Top of EXERCISE INPUTS

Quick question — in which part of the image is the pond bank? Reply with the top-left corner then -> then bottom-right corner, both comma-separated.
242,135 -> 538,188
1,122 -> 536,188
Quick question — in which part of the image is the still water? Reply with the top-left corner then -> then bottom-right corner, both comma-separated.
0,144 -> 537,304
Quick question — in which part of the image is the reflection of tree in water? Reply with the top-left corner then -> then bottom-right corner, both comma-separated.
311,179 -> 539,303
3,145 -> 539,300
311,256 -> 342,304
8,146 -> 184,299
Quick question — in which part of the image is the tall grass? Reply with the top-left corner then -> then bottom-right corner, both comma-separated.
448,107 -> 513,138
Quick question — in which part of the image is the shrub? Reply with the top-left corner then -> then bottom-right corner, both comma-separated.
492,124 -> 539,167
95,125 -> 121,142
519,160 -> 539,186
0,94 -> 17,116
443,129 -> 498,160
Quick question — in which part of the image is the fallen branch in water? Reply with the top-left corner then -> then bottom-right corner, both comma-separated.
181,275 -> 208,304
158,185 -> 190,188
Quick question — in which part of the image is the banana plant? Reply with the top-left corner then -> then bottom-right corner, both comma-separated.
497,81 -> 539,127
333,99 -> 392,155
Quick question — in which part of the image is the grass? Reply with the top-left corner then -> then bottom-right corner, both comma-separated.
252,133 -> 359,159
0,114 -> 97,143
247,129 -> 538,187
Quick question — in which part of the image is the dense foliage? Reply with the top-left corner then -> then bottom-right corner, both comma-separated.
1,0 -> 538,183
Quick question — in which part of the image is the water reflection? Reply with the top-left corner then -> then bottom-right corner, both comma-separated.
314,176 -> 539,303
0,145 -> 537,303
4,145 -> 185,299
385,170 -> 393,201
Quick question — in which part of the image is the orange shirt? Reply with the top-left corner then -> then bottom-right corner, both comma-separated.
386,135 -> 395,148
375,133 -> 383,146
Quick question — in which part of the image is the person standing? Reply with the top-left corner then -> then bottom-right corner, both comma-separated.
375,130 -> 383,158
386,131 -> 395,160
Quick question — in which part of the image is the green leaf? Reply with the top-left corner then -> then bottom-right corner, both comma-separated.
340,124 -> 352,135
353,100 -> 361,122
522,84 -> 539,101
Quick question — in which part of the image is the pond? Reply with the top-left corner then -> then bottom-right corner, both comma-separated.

Bottom of EXERCISE INPUTS

*WHAT THE EXERCISE ASKS*
Nothing in the records should be altered when they are written out again.

*EXERCISE OUTPUT*
Quick question — in which part of the image is the pond bank? Reply with the top-left corner then -> then bottom-right corner, both comma-separated.
242,135 -> 538,188
1,122 -> 536,188
Quick question — in which part of the image is the still water? Reply with the top-left corner then -> then bottom-right corner, both comma-separated.
0,144 -> 537,304
Quick question — in which part of the image is the reflection of tree in water? Reply with the top-left corner then -> then bottom-right corner, both comma-separated.
311,179 -> 539,303
3,145 -> 539,300
311,256 -> 342,304
8,146 -> 184,299
Quick question — in which part of the image is the tall grass? Reply with the top-left corner then -> then bottom-right corner, both comma-separated.
448,107 -> 513,138
Quick question — in which part of the image is the shrub? Reply with the top-left corner then -> then bottom-right corner, both comma-separated.
492,124 -> 539,167
95,125 -> 121,142
519,160 -> 539,186
0,94 -> 17,116
443,129 -> 498,160
Quick question — in which part of the image is the fallen branch in water? Reply with the top-left corner then -> then bottom-right corner, both comma-separated.
181,275 -> 208,304
158,185 -> 190,188
Quick question — in which part of the image is the banana plant? Reply with the top-left corner then -> then bottom-right corner, both comma-separated.
497,81 -> 539,127
333,99 -> 392,155
Quick question — in which part of the image is the grass? Reply with the top-left corner then -> then bottom-right corner, both comma-separated.
252,133 -> 359,159
0,114 -> 97,143
247,129 -> 538,187
Quick question — in which part of the image is the dense foliage? Reply with the top-left corner then -> then bottom-right corner, both comma-separated.
1,0 -> 538,183
Quick question — in which part of the image is the water reflection? Reply with the top-left corner then -> then bottom-right corner, both comma-separated.
314,176 -> 539,303
0,145 -> 537,303
4,145 -> 185,299
385,170 -> 393,201
Quick question — in which part of the image is the orange shirt? Reply with the top-left corner then -> then bottom-right corner, both comma-separated.
386,135 -> 395,148
375,133 -> 383,146
Quick question — in which part of the image is the person standing? Reply with the top-left corner then -> then bottom-right corner, both comma-separated.
375,130 -> 383,158
386,131 -> 395,160
Quick question — in which part of the image is the green leaf? Reply with the top-left corner then -> then bottom-right corner, both comma-separated.
340,124 -> 352,135
353,100 -> 361,122
522,84 -> 539,101
Quick question — in which part of the image is the pond? Reply with the top-left corner then -> then bottom-right corner, both comma-separated.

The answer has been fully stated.